■ Exercise prompt: Set down each record exactly as written.
[[ Source information open ]]
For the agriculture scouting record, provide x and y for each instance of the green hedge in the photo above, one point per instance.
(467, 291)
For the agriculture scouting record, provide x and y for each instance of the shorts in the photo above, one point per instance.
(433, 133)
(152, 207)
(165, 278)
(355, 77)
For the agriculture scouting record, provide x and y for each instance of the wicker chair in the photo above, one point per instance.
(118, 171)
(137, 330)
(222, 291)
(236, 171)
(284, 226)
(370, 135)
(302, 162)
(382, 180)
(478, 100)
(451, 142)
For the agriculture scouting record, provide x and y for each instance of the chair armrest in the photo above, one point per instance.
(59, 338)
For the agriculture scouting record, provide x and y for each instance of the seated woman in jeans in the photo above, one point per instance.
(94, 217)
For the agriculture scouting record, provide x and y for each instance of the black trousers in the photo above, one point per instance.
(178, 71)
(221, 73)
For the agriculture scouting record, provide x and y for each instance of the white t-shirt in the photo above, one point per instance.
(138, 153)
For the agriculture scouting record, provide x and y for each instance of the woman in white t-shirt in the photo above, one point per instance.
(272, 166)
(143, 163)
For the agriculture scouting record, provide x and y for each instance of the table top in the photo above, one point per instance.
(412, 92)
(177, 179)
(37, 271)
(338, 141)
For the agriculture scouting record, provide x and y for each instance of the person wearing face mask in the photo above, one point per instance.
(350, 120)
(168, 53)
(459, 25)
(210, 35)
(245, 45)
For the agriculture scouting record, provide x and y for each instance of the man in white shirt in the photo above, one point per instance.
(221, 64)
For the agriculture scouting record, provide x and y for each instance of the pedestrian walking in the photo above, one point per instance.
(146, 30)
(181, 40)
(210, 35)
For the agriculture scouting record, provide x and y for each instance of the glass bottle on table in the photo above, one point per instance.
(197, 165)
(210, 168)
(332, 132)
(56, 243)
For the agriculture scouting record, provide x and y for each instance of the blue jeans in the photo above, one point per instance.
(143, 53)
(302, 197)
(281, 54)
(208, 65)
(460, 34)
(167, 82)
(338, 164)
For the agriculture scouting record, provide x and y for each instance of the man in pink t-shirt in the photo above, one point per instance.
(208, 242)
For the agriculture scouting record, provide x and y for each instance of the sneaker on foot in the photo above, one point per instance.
[[ Source information closed ]]
■ Your solution:
For the agriculture scouting record, provide x and y for each instance of the green hedge in the photo above, one point per instance.
(467, 291)
For the agriculture scouting record, provide x and y for each instance of the shorts in the photo above, one point per instance.
(433, 133)
(152, 207)
(165, 278)
(355, 77)
For the agriculture scouting record, provide x and y for each instance of the wicker chair in the photo above, one point per instance.
(118, 171)
(137, 330)
(222, 291)
(236, 171)
(284, 226)
(370, 135)
(302, 162)
(382, 180)
(478, 100)
(451, 142)
For the agriculture scouting record, provide x and y for each instance of the chair armrest in the photo above, one point per instance.
(59, 338)
For the agriculture scouting record, provide x and y for each instance of the seated woman in jeans in the photo above, one point per instance.
(94, 217)
For the agriculture scouting record, provide x and y for each instance of the black trousers in the photo above, one point per instance.
(178, 71)
(221, 73)
For the agriculture scouting record, provide x and y for each instance of the white t-shirt in the photo above, one point per instance.
(138, 153)
For the agriculture scouting record, provide x and y for each instance of the woman in white t-shirt in the photo above, one point per instance.
(272, 166)
(143, 163)
For the agriculture scouting record, provide x and y for each instance of the table top in the photo above, one point per instance.
(412, 92)
(177, 179)
(37, 271)
(338, 141)
For the agriculture scouting record, provide x and y for each instance of the person wearing face mask in the photo above, one point per instance.
(350, 120)
(168, 53)
(459, 25)
(210, 35)
(245, 45)
For the agriculture scouting record, provide x and y for each instance of the man in white shirt in the photo above, one point per instance.
(221, 64)
For the agriculture scouting record, provide x and y for each instance of the pedestrian walking in the photo above, one point per instance.
(146, 30)
(181, 40)
(210, 35)
For the agriculture scouting record, provide x and y for each instance of the glass bottle on table in the photo above, one point per instance.
(197, 165)
(210, 168)
(332, 132)
(56, 243)
For the agriculture scouting record, provide x and y for each instance of the blue jeans in the photo above, one point per instance.
(143, 53)
(302, 197)
(281, 54)
(208, 65)
(460, 34)
(167, 82)
(338, 164)
For the agriculture scouting record, provide x and y for each instance of the man in pink t-shirt in the photo above, one point per instance.
(208, 242)
For the agriculture scouting record, provide x and y for each instance of the sneaker on foot in the photo above, one point per instance.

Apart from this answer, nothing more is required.